La pandemia primero y la invasión de Ucrania por parte de Rusia después nos hicieron despertar definitivamente de ese feliz sueño de paz y prosperidad para todos. La primera señal fue el cuello de botella que se produjo en la industria automovilística por la escasez de chips fabricados en la China paralizada por el COVID. Por otra parte, Alemania, por ejemplo, pagó caro el haberse arrojado en brazos de Rusia para su aprovisionamiento energético cuando las sanciones por la invasión de Ucrania le impidieron seguir comprando gas ruso para mover sus industrias.

De repente, descubrimos que algunos de nuestros socios, que tan fiables parecían, tienen una visión del mundo y unos sistemas de valores completamente distintos a los nuestros, si no incompatibles. El ejemplo más claro lo representa Rusia, que invade militarmente una nación vecina —Ucrania— y arrasa a sangre y fuego sus ciudades. Nos hemos dado cuenta de que la guerra no es simplemente un atavismo ya superado, y hemos descubierto que es preciso armarse para poder hacer frente a una hipotética agresión de un país —como Rusia— que, lejos del supuesto ideario pacificador de la globalización, acaricia un sueño imperial y que ve, con más o menos fundada paranoia, a Occidente como un enemigo más real que potencial.

También se ha revelado ingenuo delegar en Estados Unidos la defensa europea, como veníamos haciendo hasta ahora. Especialmente cuando Estados Unidos compite con China de una manera cada vez más clara por la hegemonía mundial y por ejercer de árbitro único de los conflictos planetarios. Europa empieza a darse cuenta de que tiene que definir por sí misma sus relaciones con ambas potencias. Ya han viajado hasta Pekín el presidente del Gobierno español, Pedro Sánchez, y el presidente de Francia, Enmanuel Macron, para establecer trato directo con el gigante asiático. Josep Borrell, alto representante de la UE para Asuntos Exteriores y Política de Seguridad, después de celebrar un aquelarre con los ministros de asuntos exteriores de la UE, también se pregunta cómo debe ser nuestra relación con China. Y es que hoy por hoy aún somos dependientes de China, de donde seguimos importando muchas mercancías y vamos con retraso para rediseñar nuestras estrategias. China se ha adelantado y ha tomado mucha ventaja, por ejemplo, en asuntos de minería. Tendremos el poder de diseñar y fabricar baterías eléctricas y chips, pero las materias primas hemos de comprárselas a China, que nos las ha madrugado monopolizando en origen los minerales necesarios.

-- Tareas --
(1) ¿Cómo se traduce al inglés esta oración del texto: «Europa empieza a darse cuenta de que tiene que definir por sí misma sus relaciones con ambas potencias.»?
(2) Según el texto, ¿por qué pagó caro Alemania su dependencia de Rusia? Explíquelo en una a tres oraciones.

-- Datos de origen --
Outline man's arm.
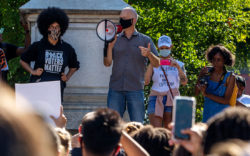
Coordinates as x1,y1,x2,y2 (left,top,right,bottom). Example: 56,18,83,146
103,35,117,67
16,23,31,56
144,64,153,85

-- Respuestas --
(1) Europe is beginning to realize that it has to define its relations with both powers on its own.

(2) Alemania dependía de Rusia para su aprovisionamiento energético. Cuando las sanciones por la invasión de Ucrania le impidieron seguir comprando gas ruso, ya no pudo contar con él para mover sus industrias.